What to do ▸ Count how many lines of the records contain the string "tall", treating uppercase and lowercase as different, and give only that number.
+ + + +
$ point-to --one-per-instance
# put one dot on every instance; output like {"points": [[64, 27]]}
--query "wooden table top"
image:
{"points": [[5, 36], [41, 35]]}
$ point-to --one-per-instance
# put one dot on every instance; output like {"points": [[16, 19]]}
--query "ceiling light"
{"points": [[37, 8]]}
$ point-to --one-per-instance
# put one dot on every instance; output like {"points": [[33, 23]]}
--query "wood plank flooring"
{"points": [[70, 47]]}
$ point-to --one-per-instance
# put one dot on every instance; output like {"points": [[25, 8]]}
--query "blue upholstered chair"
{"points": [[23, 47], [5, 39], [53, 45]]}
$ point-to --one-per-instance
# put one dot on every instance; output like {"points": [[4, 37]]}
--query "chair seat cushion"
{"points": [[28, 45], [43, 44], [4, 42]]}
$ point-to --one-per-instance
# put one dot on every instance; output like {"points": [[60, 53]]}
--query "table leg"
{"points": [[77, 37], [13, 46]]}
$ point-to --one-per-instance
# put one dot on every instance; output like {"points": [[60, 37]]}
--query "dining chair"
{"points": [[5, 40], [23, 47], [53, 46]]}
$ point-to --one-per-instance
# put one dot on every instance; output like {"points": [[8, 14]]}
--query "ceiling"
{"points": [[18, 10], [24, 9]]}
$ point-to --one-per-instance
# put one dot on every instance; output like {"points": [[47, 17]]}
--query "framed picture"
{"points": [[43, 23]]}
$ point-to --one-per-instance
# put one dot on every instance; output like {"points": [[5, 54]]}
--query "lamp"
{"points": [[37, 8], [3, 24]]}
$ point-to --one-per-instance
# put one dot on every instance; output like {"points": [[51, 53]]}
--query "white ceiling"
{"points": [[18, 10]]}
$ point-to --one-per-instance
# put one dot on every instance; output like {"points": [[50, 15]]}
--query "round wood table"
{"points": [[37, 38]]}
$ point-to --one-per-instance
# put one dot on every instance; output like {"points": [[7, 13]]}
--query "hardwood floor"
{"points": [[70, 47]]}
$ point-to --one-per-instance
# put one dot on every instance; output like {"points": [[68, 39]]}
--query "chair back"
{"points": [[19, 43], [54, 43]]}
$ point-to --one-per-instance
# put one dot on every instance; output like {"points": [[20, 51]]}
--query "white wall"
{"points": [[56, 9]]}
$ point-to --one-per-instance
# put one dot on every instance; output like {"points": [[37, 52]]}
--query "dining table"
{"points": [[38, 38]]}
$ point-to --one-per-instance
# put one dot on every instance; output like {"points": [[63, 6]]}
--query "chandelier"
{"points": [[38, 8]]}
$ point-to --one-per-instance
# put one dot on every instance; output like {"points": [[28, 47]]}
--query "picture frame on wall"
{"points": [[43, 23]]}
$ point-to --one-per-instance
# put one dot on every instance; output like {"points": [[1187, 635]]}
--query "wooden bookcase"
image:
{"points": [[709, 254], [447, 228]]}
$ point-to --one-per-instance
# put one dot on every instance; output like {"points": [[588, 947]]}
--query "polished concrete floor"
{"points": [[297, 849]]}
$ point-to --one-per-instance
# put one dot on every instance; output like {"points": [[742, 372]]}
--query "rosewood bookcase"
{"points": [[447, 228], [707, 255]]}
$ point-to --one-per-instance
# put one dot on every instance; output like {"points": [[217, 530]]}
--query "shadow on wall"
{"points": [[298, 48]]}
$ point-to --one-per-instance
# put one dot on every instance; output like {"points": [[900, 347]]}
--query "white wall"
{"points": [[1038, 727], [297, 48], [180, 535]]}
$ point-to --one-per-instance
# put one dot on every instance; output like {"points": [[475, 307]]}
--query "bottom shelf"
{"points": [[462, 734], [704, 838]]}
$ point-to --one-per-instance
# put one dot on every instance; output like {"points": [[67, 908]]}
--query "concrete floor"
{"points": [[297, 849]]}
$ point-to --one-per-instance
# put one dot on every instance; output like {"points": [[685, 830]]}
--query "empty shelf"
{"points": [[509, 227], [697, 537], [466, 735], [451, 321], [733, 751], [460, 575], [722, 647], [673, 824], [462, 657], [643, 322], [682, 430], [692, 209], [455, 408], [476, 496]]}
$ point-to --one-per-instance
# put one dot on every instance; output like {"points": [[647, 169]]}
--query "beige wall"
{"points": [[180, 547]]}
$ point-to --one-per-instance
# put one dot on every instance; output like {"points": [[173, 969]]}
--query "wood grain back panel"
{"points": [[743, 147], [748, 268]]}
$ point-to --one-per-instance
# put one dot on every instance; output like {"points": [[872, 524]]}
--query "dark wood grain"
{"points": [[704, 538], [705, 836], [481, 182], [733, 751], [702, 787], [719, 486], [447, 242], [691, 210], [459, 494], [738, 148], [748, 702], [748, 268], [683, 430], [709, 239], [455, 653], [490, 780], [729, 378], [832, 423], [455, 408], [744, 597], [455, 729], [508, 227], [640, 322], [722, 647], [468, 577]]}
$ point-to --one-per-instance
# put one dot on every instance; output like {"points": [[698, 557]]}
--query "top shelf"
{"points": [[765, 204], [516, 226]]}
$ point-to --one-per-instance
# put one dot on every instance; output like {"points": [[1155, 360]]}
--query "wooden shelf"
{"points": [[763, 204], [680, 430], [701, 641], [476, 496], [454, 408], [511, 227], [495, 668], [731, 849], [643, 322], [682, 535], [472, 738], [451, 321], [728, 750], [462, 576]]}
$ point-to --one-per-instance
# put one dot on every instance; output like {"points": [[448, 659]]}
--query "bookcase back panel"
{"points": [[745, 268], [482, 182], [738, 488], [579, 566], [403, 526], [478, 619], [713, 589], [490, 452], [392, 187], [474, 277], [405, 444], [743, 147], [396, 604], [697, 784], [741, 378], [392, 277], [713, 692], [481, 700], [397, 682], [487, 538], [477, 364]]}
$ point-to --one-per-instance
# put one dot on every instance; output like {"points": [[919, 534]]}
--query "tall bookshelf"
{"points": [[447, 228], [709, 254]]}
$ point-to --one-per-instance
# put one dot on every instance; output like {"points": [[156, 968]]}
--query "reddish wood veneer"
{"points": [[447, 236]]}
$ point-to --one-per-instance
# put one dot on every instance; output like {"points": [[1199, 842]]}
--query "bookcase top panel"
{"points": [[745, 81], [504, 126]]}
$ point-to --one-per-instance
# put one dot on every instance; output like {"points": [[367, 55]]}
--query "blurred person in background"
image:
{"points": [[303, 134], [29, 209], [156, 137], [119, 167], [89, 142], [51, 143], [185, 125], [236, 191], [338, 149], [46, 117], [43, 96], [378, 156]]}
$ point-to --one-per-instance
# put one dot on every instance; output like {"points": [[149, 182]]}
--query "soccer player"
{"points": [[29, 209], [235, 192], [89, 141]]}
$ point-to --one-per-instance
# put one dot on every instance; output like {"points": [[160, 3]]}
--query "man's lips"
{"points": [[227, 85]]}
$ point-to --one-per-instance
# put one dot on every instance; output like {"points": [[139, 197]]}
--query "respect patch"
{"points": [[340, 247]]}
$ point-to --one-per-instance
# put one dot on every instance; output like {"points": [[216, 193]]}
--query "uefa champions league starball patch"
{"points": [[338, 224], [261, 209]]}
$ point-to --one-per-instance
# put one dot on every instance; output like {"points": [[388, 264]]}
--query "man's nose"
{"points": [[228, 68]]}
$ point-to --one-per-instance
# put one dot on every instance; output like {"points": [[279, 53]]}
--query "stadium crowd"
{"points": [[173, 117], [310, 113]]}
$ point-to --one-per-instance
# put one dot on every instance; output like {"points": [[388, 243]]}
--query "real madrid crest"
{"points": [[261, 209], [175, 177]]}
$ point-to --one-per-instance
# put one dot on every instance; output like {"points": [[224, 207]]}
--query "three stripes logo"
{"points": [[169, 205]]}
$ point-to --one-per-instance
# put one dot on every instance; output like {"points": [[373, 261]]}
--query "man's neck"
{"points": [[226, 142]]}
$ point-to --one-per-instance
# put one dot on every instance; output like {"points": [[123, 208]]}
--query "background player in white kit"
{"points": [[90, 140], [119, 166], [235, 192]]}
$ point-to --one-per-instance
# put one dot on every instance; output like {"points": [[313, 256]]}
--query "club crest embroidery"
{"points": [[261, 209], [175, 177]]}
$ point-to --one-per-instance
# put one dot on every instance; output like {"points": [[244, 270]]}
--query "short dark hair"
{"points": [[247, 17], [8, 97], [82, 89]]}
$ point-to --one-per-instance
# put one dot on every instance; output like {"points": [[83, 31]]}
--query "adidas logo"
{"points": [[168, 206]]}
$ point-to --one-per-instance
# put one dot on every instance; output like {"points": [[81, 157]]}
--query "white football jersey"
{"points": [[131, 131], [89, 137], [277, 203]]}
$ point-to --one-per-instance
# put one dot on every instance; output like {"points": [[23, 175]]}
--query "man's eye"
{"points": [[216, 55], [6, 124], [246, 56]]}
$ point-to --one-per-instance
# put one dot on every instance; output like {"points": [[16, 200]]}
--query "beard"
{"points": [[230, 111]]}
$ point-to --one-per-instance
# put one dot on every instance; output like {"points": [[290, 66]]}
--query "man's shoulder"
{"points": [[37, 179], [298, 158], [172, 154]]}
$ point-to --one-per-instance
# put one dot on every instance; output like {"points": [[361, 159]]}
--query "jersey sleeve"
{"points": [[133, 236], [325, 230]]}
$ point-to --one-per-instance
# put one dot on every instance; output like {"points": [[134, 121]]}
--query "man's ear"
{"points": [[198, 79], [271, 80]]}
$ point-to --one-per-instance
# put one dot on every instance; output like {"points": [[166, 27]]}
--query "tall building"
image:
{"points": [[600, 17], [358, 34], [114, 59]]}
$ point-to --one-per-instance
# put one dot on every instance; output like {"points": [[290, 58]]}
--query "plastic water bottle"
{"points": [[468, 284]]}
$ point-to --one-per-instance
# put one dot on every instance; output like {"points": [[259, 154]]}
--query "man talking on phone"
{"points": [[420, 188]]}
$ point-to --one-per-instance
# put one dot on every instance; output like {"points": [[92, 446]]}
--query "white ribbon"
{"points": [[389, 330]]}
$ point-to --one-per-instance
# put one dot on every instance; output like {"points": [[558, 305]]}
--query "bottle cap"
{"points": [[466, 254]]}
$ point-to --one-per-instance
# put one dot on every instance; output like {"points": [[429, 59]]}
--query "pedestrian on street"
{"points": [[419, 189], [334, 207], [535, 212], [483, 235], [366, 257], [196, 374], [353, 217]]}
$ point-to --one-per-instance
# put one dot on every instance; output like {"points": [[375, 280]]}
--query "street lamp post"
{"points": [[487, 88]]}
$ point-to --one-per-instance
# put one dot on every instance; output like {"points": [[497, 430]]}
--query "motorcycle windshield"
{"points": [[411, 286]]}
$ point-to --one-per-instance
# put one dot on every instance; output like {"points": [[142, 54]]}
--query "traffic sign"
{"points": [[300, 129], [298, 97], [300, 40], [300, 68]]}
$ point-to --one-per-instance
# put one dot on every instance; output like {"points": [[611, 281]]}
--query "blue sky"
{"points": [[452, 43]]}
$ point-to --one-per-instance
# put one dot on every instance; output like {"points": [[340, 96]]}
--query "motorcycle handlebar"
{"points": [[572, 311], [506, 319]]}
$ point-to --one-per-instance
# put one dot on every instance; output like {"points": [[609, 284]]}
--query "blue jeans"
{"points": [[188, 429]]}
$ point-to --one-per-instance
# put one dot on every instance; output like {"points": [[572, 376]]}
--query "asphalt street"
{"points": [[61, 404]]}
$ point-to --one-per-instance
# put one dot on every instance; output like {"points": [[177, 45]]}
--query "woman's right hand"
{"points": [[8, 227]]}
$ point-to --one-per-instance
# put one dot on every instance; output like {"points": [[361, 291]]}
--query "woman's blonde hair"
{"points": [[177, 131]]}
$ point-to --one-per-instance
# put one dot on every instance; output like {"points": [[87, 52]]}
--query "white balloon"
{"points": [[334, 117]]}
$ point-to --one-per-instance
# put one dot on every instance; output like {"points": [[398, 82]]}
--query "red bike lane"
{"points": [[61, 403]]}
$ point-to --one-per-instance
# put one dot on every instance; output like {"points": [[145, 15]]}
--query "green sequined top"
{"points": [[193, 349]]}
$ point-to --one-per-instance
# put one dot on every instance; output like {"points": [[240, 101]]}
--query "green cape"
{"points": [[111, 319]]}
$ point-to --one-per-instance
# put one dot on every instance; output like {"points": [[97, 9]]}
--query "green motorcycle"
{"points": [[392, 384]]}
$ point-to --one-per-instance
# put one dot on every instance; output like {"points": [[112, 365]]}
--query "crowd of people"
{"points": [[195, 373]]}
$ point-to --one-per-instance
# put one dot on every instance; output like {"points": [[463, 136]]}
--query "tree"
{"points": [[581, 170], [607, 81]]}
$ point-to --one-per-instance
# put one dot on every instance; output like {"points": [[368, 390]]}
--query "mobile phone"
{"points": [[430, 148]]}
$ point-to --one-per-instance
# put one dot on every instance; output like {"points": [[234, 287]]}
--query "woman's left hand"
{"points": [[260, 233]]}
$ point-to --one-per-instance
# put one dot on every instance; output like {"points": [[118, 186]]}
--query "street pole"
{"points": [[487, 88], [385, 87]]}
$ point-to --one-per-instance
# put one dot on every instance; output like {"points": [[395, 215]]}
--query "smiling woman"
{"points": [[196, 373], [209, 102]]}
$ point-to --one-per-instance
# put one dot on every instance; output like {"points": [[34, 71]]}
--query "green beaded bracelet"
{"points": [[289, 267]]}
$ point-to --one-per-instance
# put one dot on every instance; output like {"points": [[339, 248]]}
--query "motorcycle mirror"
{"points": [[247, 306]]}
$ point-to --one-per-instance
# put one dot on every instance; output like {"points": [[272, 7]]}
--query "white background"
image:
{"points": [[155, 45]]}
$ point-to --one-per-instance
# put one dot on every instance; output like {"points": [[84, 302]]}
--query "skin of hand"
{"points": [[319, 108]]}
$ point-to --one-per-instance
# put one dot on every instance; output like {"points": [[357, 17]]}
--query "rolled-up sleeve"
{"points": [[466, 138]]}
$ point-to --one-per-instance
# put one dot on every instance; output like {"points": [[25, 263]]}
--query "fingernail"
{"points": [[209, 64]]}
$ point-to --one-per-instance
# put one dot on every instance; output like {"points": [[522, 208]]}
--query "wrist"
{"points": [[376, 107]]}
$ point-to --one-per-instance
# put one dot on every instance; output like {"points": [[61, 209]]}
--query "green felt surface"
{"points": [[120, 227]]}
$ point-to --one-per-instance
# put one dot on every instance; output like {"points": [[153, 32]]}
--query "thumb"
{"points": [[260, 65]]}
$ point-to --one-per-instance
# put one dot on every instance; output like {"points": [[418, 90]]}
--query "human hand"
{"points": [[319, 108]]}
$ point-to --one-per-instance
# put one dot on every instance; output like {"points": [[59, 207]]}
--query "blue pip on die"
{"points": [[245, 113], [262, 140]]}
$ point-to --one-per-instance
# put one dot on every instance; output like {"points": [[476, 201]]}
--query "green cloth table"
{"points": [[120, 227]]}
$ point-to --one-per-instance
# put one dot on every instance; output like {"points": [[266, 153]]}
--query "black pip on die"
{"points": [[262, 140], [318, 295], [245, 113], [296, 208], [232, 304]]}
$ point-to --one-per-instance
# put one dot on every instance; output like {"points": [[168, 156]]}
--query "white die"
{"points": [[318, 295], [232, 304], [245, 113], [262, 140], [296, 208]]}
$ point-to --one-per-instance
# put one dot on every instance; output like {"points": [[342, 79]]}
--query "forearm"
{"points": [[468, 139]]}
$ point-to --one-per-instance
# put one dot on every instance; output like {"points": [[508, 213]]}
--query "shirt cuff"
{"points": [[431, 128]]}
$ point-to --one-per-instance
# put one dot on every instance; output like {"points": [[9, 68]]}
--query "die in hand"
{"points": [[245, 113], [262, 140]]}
+ + + +
Answer to the problem ▸ 2